REQUIRED TASK 1 ->
Answer these from the mission letter:
(a) Which chapter of the book of John does the writer quote?
(b) What part of the front tire broke in the collision?
(c) How does the writer describe Tesco?
REQUIRED TASK 2 ->
Set down word for word the part of the mission letter that begins at the words "Whoa! That was" and ends after "and unhappy life!".
REQUIRED TASK 3 ->
Carry the mission letter forward, starting right after its last sentence.

··· PASSAGE ···

This experience reminded me of how Latter-day Saints are wrongly perceived by so many people, at least in America, because of polygamist groups who claim to be but are not in fact affiliated with us. Those who don’t like us make us lies and rumors that others are willing to believe. Other people hear about polygamists in the news and assume that we are the same without bothering to find out the truth. They are satisfied with denying Christ’s commandments of love and understanding to maintain their prejudice. In his conversation with us, Ahmed was trying hard to lessen the prejudice against his people.

Whoa! That was a big tangent! Haha. Basically, I learned again the fact that there is a big difference between saying that you believe something and behaving according to your beliefs. In the book of John, chapter 14, Christ said, “If ye love me, keep my commandments.” That is one of the greatest challenges in life, but just because it is difficult doesn’t mean that we can’t strive hard to do it. Let us live by what we believe and know and enjoy the blessings that Christ promised! Breaking the commandments—there are many more than ten since we believe in what Christ taught in the New Testament—leads to a much more difficult and unhappy life!

I love the gospel of Jesus Christ! I know that it is not easy to follow Jesus, but life is so much more rewarding and we are so much happier than when we don’t follow Him!

Well that tangent wore me out! Haha. So I’m going to go now. I love you all!

~Anderson elder

Monday, January 4, 2010

Starting the New Year


HAPPY NEW YEAR! Last week was really cool. At least one crazy thing happened that I can remember. The handlebars on my bike came loose and started to jiggle a little bit, but I didn't pay much attention to it. (You can probably guess the rest of the story already!) Well, last Wednesday Elder Smith and I were riding home to get some stuff before going to a member's house and as we were turning a corner my steering failed. I turned my handlebars, but nothing happened. I looked down and saw that my front wheel hadn’t turned; then I looked up and watched helplessly as I ran into Elder Smith’s bike. We collided, but somehow managed to stay on our feet! I got my pants all muddy from the street and I broke one of the spokes off of the front tire, but fortunately nothing worse happened. At this point, I thought the worst of my bike saga was over, but my day just got better! We walked our bikes home and picked up the stuff we needed before going to the member’s house. My bike was not ridable, but fortunately, we had an extra! Unfortunately, one of its pedals was broken off. I put the pedal back in place as best I could and rode off to the member’s house. That trip was a lot of fun! Every five to ten rotations the pedal would come loose again and I’d have to tap it back in with my foot—a really tricky maneuver! The pedal fell off a few times so I had to coast back to where it dropped, pick it up, and stick it back on. That was quite the bike ride! Later on Elder Smith and I went to Tesco (Europe’s version of Walmart) and bought some tools to fix the first bike. And now everything is great!

··· DATASET CONTENT ···

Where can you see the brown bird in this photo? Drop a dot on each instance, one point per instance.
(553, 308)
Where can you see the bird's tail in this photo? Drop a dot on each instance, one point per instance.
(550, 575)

···

EXERCISE RESULT 1 ->
(a) Chapter 14.
(b) One of the spokes.
(c) As Europe's version of Walmart.

EXERCISE RESULT 2 ->
Whoa! That was a big tangent! Haha. Basically, I learned again the fact that there is a big difference between saying that you believe something and behaving according to your beliefs. In the book of John, chapter 14, Christ said, “If ye love me, keep my commandments.” That is one of the greatest challenges in life, but just because it is difficult doesn’t mean that we can’t strive hard to do it. Let us live by what we believe and know and enjoy the blessings that Christ promised! Breaking the commandments—there are many more than ten since we believe in what Christ taught in the New Testament—leads to a much more difficult and unhappy life!

EXERCISE RESULT 3 ->
New Year’s Day was pretty cool. For language study I watched a part of The Prince of Egypt in Hungarian and wrote down the words I couldn’t understand. Singing is almost impossible to understand! And really fast talking too. But watching movies in Hungarian is a ton of fun. I don’t understand every word, but enough to get the main points and to enjoy the movie. On New Year’s eve there were tons of fireworks. I don’t know if they are legal here or not, but everyone loves them and sets them off. It felt like the 4th of July at home!

Our investigator, Sándor, is doing well. We are going to start meeting with his wife and daughter now! Awesome! We recently watched the Restoration video with them—the audio is finally in Hungarian! It was great.

Well I need to go now, I hope that everyone had a wonderful holiday and will enjoy going back to work and school! Whoooo!